Trecho selecionado:
+++

Forças da colonização
Oscar D’Ambrosio
Os complexos conflitos entre imigrantes ingleses e irlandeses e as populações autóctones da Austrália são o eixo central do filme “O Rouxinol”, dirigido por Jennifer Kent. Trata-se literalmente de uma odisseia, no sentido da jornada de uma mulher, interpretada com garra por Aisling Franciosi, para fazer justiça com as próprias mãos.
Após ser estuprada, ter o marido e o bebê mortos e buscar em vão ajuda oficial, essa moça irlandesa, enviada ao exílio na Tasmânia, persegue os executores de sua família apenas com a ajuda de um aborígene, que, por sua vez, vê seu povo e suas tradições serem gradualmente destruídos.
A crueza da violência acentua o poder de denúncia do filme. Ele é para aqueles que têm estômago forte, pois não há glamourização das cenas mais contundentes. A atmosfera da jornada talvez peque pelo maniqueísmo apresentado na relação entre oprimidos e opressores, mas funciona como denúncia de ações reiteradas que não podem ser esquecidas.
Uma leitura possível da opção da diretora está em enfatizar como processos colonizadores são traumáticos. Os três estupros ilustram isso. O colonizador inglês violenta a moça irlandesa, enquanto mulher, no quarto; e depois, novamente, simbolizando a esposa e a mãe, na frente do marido e do bebê. A aborígene estuprada mostra ainda o desrespeito com a cultura local.

+++

Dados armazenados:
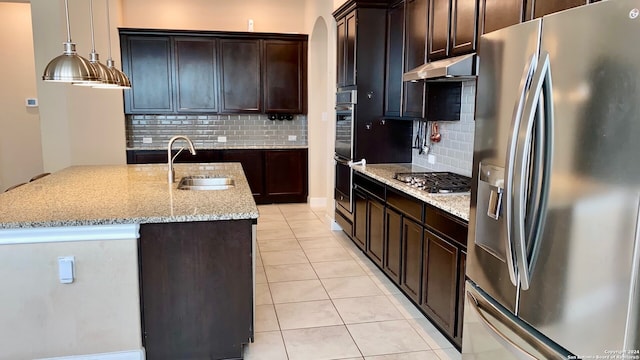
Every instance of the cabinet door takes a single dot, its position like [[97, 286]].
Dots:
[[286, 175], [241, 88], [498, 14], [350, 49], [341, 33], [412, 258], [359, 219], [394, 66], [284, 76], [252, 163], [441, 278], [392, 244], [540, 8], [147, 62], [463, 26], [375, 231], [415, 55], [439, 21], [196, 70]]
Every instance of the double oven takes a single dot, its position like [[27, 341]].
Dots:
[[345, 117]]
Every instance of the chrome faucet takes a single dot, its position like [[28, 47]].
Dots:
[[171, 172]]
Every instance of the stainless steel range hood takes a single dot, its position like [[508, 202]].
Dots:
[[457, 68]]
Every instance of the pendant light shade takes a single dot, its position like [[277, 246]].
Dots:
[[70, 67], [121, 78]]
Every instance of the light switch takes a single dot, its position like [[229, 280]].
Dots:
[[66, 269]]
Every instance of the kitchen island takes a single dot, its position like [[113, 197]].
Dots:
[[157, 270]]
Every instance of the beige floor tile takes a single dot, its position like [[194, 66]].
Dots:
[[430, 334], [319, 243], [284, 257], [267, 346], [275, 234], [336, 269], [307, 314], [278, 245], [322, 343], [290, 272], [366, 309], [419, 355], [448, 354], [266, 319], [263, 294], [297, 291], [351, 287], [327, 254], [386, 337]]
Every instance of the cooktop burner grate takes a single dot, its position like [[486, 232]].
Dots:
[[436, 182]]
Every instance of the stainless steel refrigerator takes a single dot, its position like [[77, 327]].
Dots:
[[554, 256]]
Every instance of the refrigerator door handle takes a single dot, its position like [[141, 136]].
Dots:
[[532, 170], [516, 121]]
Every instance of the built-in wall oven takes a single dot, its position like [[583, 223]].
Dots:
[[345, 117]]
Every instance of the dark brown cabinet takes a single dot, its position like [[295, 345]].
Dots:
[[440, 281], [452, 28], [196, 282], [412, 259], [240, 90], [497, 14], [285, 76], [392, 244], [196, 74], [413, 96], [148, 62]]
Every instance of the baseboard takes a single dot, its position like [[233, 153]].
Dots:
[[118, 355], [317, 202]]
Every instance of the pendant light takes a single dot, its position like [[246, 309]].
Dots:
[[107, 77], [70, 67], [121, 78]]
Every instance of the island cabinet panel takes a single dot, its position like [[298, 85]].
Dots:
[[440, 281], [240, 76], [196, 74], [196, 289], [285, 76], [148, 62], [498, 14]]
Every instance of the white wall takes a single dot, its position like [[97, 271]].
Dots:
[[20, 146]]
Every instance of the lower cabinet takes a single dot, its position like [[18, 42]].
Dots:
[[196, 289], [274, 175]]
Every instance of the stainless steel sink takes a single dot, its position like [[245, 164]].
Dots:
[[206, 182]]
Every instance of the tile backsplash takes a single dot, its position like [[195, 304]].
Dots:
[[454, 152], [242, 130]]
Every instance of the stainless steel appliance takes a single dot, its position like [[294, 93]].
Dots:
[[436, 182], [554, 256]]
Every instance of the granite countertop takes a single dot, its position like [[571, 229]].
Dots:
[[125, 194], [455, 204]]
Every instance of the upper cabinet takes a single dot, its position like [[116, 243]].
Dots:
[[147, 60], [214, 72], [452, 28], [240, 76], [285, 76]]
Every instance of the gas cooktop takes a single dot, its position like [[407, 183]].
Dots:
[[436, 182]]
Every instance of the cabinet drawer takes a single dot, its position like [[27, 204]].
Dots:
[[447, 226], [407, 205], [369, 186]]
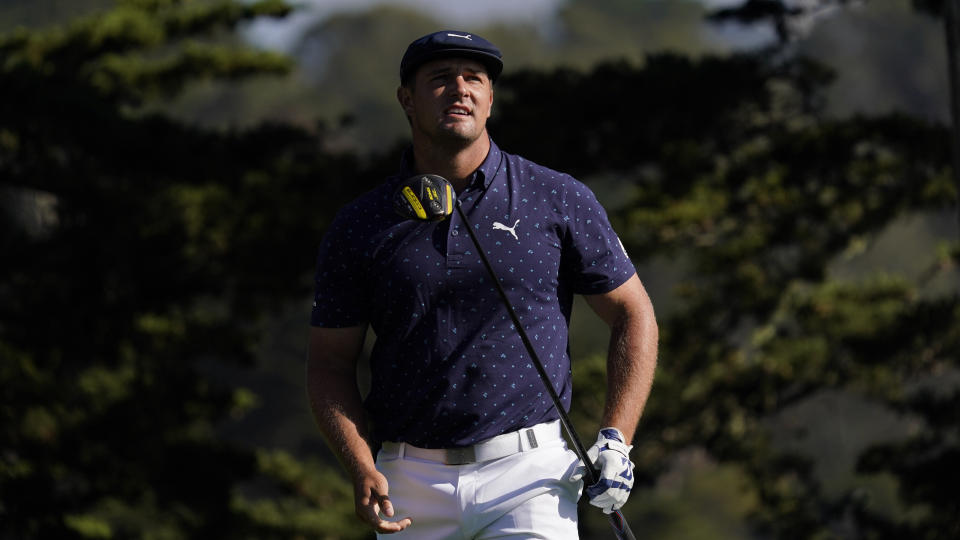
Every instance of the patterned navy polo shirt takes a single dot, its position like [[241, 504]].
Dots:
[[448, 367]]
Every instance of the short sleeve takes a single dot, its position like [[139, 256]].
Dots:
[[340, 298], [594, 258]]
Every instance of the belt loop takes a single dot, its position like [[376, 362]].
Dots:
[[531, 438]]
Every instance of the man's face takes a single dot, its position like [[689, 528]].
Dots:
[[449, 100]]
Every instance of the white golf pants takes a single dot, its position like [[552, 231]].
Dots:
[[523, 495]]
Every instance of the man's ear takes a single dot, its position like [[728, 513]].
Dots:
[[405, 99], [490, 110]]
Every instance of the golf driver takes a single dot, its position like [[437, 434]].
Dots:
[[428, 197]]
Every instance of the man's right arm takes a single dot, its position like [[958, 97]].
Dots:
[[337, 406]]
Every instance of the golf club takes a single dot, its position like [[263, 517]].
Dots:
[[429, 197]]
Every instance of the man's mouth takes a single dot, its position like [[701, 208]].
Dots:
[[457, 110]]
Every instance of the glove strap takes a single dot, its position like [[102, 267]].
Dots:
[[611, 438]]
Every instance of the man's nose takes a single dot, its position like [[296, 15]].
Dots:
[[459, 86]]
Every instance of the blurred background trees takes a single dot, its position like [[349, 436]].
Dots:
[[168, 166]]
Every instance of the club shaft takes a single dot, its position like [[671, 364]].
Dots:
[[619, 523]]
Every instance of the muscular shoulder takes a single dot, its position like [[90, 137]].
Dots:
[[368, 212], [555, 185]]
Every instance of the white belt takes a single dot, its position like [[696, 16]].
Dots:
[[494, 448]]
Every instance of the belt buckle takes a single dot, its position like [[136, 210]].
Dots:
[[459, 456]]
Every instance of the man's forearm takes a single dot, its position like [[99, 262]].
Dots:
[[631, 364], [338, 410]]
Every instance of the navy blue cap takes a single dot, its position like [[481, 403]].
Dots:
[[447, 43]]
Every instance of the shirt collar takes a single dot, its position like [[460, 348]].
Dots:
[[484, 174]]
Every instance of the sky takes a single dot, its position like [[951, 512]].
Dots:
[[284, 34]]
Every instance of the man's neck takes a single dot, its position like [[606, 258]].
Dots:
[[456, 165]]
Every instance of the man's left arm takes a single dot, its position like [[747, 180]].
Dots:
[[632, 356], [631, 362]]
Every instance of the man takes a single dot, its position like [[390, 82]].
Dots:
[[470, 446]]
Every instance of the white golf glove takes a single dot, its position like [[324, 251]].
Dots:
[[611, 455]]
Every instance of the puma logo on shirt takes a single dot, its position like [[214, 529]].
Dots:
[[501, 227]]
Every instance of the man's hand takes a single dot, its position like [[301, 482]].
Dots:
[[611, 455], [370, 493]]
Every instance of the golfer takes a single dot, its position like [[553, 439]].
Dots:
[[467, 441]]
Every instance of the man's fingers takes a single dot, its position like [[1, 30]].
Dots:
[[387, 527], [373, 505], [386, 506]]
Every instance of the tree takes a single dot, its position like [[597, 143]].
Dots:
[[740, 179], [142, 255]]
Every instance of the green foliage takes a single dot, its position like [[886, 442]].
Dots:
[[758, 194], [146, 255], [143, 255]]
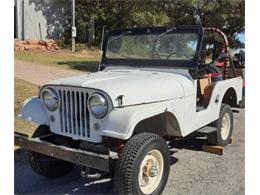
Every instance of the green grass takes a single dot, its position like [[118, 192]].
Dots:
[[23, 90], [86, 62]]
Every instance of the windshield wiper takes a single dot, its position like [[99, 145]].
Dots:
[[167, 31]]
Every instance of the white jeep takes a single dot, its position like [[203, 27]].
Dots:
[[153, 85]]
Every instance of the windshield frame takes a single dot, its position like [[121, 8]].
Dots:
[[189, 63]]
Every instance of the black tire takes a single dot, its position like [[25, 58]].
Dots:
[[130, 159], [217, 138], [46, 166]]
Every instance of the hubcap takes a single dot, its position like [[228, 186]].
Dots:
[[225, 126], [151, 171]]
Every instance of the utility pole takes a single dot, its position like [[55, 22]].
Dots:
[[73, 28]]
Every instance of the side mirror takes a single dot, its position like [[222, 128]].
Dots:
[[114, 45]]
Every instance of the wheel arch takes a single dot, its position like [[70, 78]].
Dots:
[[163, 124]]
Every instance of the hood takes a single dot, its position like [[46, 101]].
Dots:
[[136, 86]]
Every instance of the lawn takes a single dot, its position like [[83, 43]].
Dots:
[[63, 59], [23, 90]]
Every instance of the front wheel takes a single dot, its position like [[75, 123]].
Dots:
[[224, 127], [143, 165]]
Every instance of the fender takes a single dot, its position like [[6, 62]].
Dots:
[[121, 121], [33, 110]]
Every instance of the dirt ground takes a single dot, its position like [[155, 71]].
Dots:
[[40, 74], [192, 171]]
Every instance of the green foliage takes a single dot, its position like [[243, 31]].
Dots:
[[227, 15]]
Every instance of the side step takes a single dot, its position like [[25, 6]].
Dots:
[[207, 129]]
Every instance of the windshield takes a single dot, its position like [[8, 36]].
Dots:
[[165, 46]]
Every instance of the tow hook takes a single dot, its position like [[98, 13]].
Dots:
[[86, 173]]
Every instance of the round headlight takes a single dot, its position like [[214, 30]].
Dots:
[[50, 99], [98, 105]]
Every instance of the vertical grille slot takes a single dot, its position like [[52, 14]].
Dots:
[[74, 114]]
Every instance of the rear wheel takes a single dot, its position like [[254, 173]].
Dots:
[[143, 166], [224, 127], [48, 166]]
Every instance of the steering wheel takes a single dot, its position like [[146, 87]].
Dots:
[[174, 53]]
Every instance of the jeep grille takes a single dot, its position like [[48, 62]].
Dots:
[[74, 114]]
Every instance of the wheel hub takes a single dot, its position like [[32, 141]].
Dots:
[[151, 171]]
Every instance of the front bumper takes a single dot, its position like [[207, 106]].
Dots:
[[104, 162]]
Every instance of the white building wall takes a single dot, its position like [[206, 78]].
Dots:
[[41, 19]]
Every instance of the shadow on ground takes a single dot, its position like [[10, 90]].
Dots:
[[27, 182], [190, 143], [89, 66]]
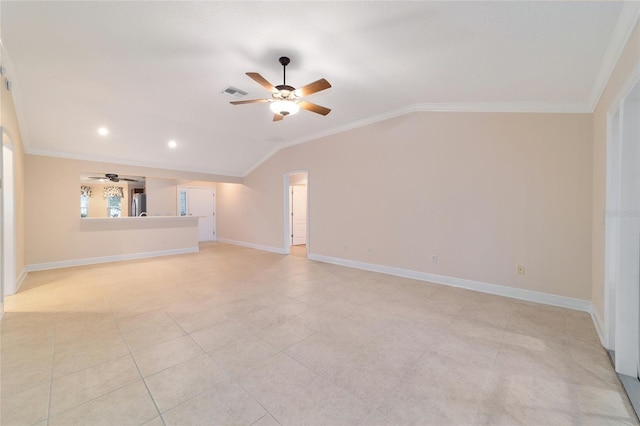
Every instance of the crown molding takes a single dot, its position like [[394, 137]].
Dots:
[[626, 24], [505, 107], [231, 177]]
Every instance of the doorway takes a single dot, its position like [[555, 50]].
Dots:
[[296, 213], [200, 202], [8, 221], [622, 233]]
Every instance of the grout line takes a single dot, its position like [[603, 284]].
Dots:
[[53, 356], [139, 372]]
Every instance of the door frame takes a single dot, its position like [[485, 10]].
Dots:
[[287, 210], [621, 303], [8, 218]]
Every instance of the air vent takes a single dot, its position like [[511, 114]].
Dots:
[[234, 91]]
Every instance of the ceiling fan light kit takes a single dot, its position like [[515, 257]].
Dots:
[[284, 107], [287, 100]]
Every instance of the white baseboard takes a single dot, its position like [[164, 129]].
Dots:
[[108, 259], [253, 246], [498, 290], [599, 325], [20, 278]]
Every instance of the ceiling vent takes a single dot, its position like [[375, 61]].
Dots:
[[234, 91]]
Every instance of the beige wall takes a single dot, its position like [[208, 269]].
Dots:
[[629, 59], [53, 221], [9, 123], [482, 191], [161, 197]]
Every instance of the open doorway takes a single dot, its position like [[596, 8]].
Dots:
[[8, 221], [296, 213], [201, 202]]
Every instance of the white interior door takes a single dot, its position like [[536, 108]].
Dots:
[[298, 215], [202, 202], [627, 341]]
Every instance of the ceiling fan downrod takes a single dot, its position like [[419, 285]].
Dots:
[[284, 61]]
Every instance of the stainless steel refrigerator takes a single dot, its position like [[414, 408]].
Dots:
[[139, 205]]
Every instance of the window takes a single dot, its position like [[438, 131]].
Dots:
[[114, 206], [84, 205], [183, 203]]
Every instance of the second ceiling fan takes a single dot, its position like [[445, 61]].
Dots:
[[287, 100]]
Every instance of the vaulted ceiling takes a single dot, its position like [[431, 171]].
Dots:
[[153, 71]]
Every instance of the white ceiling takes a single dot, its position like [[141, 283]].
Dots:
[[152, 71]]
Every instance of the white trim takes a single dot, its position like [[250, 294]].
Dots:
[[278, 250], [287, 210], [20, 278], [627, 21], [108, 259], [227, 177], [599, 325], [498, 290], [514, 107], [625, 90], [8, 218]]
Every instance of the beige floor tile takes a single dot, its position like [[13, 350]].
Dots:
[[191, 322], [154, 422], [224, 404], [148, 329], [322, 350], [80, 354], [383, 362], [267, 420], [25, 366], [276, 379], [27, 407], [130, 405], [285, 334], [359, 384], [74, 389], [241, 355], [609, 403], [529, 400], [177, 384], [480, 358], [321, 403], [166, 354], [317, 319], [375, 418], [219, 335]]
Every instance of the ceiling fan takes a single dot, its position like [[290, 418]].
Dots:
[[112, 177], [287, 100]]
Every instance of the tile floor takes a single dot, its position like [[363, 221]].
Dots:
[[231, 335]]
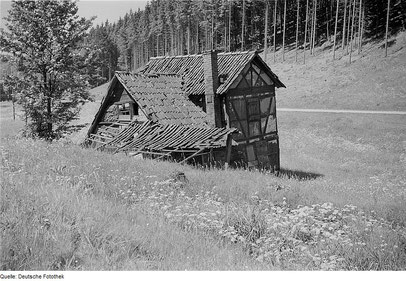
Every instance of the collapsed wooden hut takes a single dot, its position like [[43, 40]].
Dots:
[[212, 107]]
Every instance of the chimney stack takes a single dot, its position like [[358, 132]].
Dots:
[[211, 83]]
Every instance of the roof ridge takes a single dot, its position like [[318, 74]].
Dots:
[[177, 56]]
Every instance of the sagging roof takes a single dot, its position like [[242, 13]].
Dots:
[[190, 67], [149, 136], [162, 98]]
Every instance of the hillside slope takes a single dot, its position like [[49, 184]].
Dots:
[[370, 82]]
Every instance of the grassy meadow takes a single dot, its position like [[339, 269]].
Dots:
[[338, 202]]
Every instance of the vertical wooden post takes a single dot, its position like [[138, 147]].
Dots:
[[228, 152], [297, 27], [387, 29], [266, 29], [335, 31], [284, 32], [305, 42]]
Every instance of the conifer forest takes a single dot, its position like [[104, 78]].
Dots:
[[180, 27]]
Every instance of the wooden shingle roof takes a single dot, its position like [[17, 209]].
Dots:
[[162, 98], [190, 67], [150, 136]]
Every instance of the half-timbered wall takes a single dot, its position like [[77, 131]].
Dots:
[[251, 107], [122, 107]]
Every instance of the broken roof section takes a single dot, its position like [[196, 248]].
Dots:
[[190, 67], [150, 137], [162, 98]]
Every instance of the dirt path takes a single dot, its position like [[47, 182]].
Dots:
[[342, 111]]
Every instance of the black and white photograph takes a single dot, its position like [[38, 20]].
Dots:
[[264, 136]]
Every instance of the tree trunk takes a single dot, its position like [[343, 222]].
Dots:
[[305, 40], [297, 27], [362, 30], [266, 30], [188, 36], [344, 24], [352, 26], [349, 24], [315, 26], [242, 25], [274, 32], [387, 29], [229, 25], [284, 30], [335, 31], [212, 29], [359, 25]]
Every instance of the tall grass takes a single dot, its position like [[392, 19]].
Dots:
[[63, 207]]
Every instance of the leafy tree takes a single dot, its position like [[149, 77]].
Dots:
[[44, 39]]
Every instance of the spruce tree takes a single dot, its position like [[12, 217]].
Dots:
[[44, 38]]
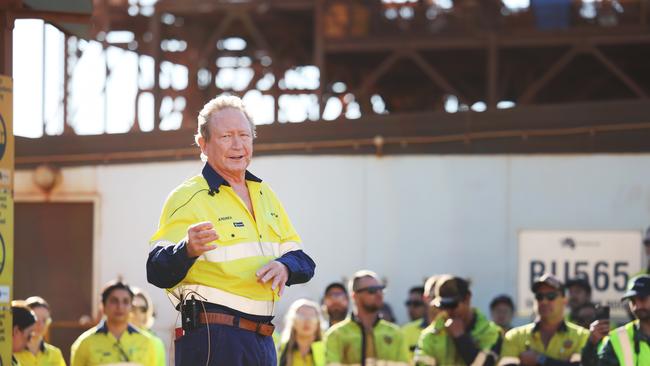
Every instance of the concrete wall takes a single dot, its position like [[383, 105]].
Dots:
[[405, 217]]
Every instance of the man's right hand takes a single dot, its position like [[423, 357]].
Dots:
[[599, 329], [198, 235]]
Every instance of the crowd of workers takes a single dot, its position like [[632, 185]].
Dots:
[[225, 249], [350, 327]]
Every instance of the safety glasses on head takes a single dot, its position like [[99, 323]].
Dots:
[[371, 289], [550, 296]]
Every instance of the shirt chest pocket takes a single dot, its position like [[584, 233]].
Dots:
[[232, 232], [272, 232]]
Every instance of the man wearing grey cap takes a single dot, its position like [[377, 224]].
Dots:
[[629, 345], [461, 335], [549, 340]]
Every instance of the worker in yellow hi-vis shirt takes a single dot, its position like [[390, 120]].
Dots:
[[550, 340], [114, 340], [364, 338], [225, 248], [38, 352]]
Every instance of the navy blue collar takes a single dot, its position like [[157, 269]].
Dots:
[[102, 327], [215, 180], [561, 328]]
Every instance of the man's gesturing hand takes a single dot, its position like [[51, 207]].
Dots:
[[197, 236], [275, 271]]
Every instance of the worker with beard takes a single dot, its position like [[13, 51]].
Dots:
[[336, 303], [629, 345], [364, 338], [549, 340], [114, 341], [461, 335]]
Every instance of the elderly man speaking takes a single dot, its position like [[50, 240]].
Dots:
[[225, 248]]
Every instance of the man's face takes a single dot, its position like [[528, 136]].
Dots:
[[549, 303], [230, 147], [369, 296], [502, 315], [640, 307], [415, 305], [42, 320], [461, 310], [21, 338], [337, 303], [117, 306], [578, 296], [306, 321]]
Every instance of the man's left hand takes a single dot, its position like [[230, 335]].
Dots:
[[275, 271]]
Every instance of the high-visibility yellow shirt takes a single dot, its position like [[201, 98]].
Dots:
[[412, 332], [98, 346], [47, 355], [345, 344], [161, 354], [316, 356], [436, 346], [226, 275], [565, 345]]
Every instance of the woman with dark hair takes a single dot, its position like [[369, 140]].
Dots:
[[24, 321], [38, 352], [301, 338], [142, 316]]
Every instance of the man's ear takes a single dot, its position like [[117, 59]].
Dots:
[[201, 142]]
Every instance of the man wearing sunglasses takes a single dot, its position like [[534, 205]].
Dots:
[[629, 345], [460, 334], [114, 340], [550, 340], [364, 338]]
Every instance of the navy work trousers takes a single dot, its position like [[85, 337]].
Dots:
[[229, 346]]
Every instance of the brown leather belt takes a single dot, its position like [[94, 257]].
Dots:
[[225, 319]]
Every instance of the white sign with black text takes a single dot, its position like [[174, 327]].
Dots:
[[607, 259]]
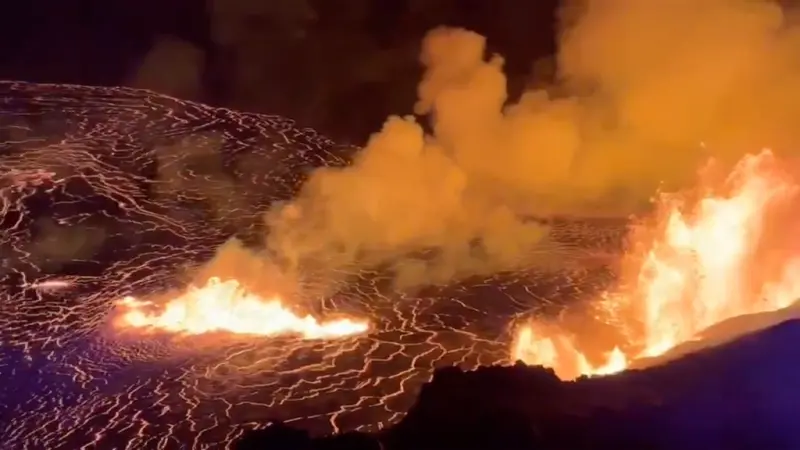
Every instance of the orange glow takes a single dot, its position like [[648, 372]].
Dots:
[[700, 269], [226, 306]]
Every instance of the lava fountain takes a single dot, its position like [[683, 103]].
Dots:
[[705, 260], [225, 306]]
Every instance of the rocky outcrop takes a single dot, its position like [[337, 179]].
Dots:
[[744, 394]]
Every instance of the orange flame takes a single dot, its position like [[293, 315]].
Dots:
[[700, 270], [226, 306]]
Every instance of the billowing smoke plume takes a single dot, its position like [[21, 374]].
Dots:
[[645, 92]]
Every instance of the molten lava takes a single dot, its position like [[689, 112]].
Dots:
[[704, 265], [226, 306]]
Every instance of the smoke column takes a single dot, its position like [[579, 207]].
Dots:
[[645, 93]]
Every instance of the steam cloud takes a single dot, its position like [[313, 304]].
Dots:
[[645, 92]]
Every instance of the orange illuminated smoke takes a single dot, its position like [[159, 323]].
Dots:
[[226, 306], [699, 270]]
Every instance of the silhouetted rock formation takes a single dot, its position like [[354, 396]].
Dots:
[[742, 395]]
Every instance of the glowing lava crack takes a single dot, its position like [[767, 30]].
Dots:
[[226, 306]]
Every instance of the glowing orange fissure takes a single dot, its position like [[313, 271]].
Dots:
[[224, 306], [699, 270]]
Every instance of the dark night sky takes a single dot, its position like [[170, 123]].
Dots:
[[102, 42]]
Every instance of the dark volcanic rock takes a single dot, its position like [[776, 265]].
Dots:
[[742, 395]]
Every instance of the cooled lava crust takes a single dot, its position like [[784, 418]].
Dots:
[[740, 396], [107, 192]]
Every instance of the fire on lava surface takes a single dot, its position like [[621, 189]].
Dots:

+++

Verifique sua compreensão:
1. Diga se cada afirmação concorda com a crítica sobre o filme “O Rouxinol”, respondendo sim ou não e citando as palavras do texto que decidem: (a) o filme foi dirigido por Jennifer Kent; (b) a moça irlandesa conta com ajuda oficial para perseguir os executores de sua família; (c) o filme glamouriza as cenas mais violentas.
2. Prossiga com a crítica sobre o filme “O Rouxinol” a partir do ponto em que ela termina.
As linhas não têm nenhum papel neste exercício.

Resultados do exercício:
1.
(a) Sim: “dirigido por Jennifer Kent”.
(b) Não: “buscar em vão ajuda oficial”.
(c) Não: “não há glamourização das cenas mais contundentes”.

2.
Tratar as questões dessa maneira demanda coragem. Perante discursos que pregam a integração harmoniosa entre colonizadores e colonizados, o filme evidencia uma outra visão, já que as forças da violência e do preconceito seriam muito fortes e estariam nas entranhas dos laços entre quem ali estava e quem depois chegou. A ver… E discutir…
Oscar D’Ambrosio é jornalista pela USP, mestre em Artes Visuais pela Unesp, graduado em Letras (Português e Inglês) e doutor em Educação, Arte e História da Cultura pela Universidade Presbiteriana Mackenzie e Gerente de Comunicação e Marketing da Faculdade de Ciências Médicas da Santa Casa de São Paulo.